__TASK 1__:
Copy from the dinosaur brain article the passage from "133 million years" up to and including "from a dinosaur.".
__TASK 2__:
According to the dinosaur brain article, the shape of the endocast suggests that it came from what kind of dinosaur?

A Preserved Dinosaur Brain (Yep You Read It Right)

From nervous systems and skin to DNA and proteins, recent advances in technology combined with new discoveries and analyses of old specimens have rapidly broadened the parameters of what we know the fossil record is capable of preserving. Yet sometimes the fossil record throws up specimens which seem like they are straight out a science fiction story. The idea of finding a fossilised dinosaur brain sounds like a plot element from an outlandish B movie, but against all expectations that is exactly what has been uncovered. What is more, this brain is not from an exciting new site in China or Brazil, both famous for the remarkable quality of many of their fossils, but from the UK - the home of dinosaur palaeontology and palaeontology itself.

The brain endocast and a tomographic rendering of it. Scale bar is one centimetre

The specimen was found in 2004 by an amateur fossil hunter near Bexhill, Surrey. To the untrained eye it is just a small brown pebble, but distinctive features show it to be an endocast of a dinosaur skull.

Endocasts form when sediment infills a skull and preserves an internal mould of the brain case. These are typically simple objects which record topography. This specimen, however, is one of those rare examples where the internal microstructure of the brain is also preserved.

133 million years ago Sussex was a swampy floodplain environment interspersed with forests. Anoxic, acidic conditions in the swamps prevented bacterial decay while fine sediment allowed for faithful preservation of the microstructure. In this case this is the first instance it has been recorded from a dinosaur.

The chances of preserving brain tissue are incredibly small, so the discovery of this specimen is astonishing," said co-author Dr Alex Liu from Cambridge's Department of Earth Sciences.

Using a mix of SEM and CT scanning, an international team of researchers were able to reconstruct networks of blood vessels and collagen strands within the outer neural tissues of the meninges. The shape of the endocast showed that it likely came from a close relative of Iguanodon, one of the first dinosaurs to be named. The structure of these meninges was neurologically closest to crocodiles and birds. This makes sense as phylogenetically crocodiles are their closest living relatives while birds are nested within the dinosaur clade.

'As we can't see the lobes of the brain itself, we can't say for sure how big this dinosaur's brain was,' said Norman. 'Of course, it's entirely possible that dinosaurs had bigger brains than we give them credit for, but we can't tell from this specimen alone. What's truly remarkable is that conditions were just right in order to allow preservation of the brain tissue. Hopefully this is the first of many such discoveries.'

The discovery of a dinosaur brain is a crucial step in palaeontology being able to study dinosaur physiology as if these creatures were alive today.

__DATA SUPPLIED__:
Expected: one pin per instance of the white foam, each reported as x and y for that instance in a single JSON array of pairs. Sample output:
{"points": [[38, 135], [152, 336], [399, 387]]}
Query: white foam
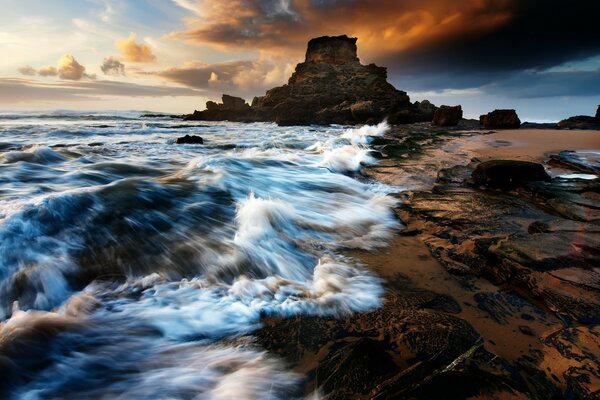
{"points": [[578, 176], [362, 135], [34, 154], [200, 308], [346, 159]]}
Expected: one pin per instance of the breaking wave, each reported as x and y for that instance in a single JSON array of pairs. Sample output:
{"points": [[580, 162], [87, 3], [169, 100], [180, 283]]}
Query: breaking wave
{"points": [[131, 267]]}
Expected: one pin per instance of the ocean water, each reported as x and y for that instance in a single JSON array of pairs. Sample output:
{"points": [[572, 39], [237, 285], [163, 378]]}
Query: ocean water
{"points": [[133, 267]]}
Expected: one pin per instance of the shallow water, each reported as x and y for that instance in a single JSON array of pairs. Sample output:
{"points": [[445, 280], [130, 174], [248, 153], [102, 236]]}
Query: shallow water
{"points": [[133, 267]]}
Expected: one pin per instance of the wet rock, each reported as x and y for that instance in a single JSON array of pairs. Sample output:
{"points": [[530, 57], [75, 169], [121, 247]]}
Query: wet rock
{"points": [[522, 237], [526, 330], [379, 354], [190, 139], [587, 162], [331, 50], [330, 86], [500, 119], [447, 116], [362, 363], [508, 173], [580, 122]]}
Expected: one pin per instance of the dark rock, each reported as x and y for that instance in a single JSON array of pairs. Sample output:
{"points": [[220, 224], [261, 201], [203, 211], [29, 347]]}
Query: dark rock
{"points": [[508, 173], [384, 353], [330, 87], [580, 161], [447, 116], [362, 363], [160, 116], [233, 103], [500, 119], [190, 139], [580, 122], [332, 50]]}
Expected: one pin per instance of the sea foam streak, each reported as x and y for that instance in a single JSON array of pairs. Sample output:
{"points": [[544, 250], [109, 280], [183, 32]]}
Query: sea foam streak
{"points": [[127, 260]]}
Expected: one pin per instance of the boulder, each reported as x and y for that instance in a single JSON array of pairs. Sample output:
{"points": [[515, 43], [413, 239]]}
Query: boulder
{"points": [[447, 116], [190, 139], [332, 50], [508, 173], [331, 86], [233, 103], [500, 119], [580, 122], [363, 110]]}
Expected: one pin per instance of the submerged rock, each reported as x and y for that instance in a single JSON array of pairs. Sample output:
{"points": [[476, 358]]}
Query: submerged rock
{"points": [[330, 86], [508, 173], [190, 139], [500, 119], [447, 116]]}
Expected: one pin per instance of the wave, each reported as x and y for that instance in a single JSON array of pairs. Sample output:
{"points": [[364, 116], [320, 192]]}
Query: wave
{"points": [[57, 356], [136, 268]]}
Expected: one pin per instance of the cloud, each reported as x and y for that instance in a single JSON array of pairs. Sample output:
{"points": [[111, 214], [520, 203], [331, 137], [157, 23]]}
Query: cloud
{"points": [[112, 66], [70, 69], [246, 78], [135, 52], [14, 91], [26, 70], [48, 71], [409, 35]]}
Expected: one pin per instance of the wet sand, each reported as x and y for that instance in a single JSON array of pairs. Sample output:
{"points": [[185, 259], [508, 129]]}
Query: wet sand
{"points": [[410, 257], [531, 144]]}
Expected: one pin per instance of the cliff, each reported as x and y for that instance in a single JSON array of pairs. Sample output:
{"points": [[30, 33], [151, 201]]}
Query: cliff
{"points": [[330, 86]]}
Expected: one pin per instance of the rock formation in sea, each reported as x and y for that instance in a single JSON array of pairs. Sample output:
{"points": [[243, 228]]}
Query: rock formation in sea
{"points": [[330, 87], [190, 139], [500, 119]]}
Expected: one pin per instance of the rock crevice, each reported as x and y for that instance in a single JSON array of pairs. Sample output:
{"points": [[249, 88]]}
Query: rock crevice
{"points": [[330, 87]]}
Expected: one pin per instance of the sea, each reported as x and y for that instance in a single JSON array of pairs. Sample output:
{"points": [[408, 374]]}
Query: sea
{"points": [[133, 267]]}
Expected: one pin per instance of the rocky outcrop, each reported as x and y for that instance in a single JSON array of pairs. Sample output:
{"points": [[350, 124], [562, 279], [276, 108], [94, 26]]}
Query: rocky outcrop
{"points": [[539, 243], [231, 107], [500, 119], [447, 116], [330, 86], [508, 173]]}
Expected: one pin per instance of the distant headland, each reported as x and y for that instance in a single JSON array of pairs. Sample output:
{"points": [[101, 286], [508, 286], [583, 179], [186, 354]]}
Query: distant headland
{"points": [[330, 87]]}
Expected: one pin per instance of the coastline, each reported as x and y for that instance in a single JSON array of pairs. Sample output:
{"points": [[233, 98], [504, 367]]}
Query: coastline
{"points": [[519, 333]]}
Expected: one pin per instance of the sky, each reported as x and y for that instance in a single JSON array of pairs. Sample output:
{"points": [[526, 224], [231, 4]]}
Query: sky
{"points": [[541, 57]]}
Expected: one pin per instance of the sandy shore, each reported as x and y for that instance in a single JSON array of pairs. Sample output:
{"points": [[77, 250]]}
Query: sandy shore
{"points": [[408, 256]]}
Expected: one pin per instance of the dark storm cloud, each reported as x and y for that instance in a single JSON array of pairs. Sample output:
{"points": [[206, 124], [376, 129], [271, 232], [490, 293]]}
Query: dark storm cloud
{"points": [[540, 34], [424, 43]]}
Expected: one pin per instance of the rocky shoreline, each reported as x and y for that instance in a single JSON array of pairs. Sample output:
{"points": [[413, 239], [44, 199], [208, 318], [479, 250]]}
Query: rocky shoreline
{"points": [[492, 290]]}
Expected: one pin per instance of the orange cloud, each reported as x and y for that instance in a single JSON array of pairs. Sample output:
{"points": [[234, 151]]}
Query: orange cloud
{"points": [[135, 52], [69, 68], [48, 71], [26, 70], [382, 26]]}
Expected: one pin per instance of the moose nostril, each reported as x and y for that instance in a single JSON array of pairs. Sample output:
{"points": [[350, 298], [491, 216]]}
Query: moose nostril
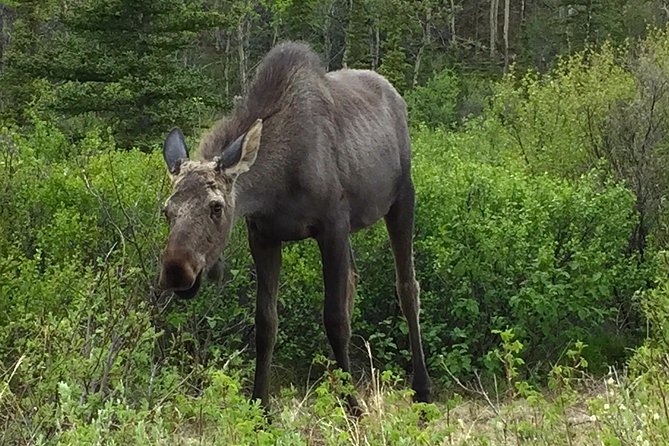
{"points": [[177, 275]]}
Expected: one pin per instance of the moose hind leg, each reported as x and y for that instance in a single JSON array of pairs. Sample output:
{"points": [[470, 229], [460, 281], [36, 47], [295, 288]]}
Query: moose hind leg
{"points": [[339, 284], [399, 222], [267, 258]]}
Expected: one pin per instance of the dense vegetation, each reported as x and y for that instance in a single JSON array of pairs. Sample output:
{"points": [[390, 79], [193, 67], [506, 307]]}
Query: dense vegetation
{"points": [[540, 157]]}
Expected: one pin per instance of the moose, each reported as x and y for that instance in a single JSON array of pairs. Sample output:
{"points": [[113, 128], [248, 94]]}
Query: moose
{"points": [[304, 154]]}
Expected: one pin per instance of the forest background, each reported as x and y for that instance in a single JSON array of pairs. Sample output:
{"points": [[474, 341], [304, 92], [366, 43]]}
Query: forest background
{"points": [[540, 138]]}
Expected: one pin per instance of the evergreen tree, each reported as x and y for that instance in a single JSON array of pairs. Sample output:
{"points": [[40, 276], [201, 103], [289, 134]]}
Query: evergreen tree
{"points": [[121, 62]]}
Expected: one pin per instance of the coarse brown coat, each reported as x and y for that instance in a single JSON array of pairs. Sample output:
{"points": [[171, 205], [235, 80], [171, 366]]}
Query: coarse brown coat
{"points": [[305, 154]]}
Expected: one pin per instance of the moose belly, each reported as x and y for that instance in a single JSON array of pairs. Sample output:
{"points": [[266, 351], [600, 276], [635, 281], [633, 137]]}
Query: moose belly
{"points": [[285, 228]]}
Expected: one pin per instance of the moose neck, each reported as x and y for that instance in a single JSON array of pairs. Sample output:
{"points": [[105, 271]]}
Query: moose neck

__EXERCISE ANSWER 1__:
133 million years ago Sussex was a swampy floodplain environment interspersed with forests. Anoxic, acidic conditions in the swamps prevented bacterial decay while fine sediment allowed for faithful preservation of the microstructure. In this case this is the first instance it has been recorded from a dinosaur.

__EXERCISE ANSWER 2__:
It likely came from a close relative of Iguanodon.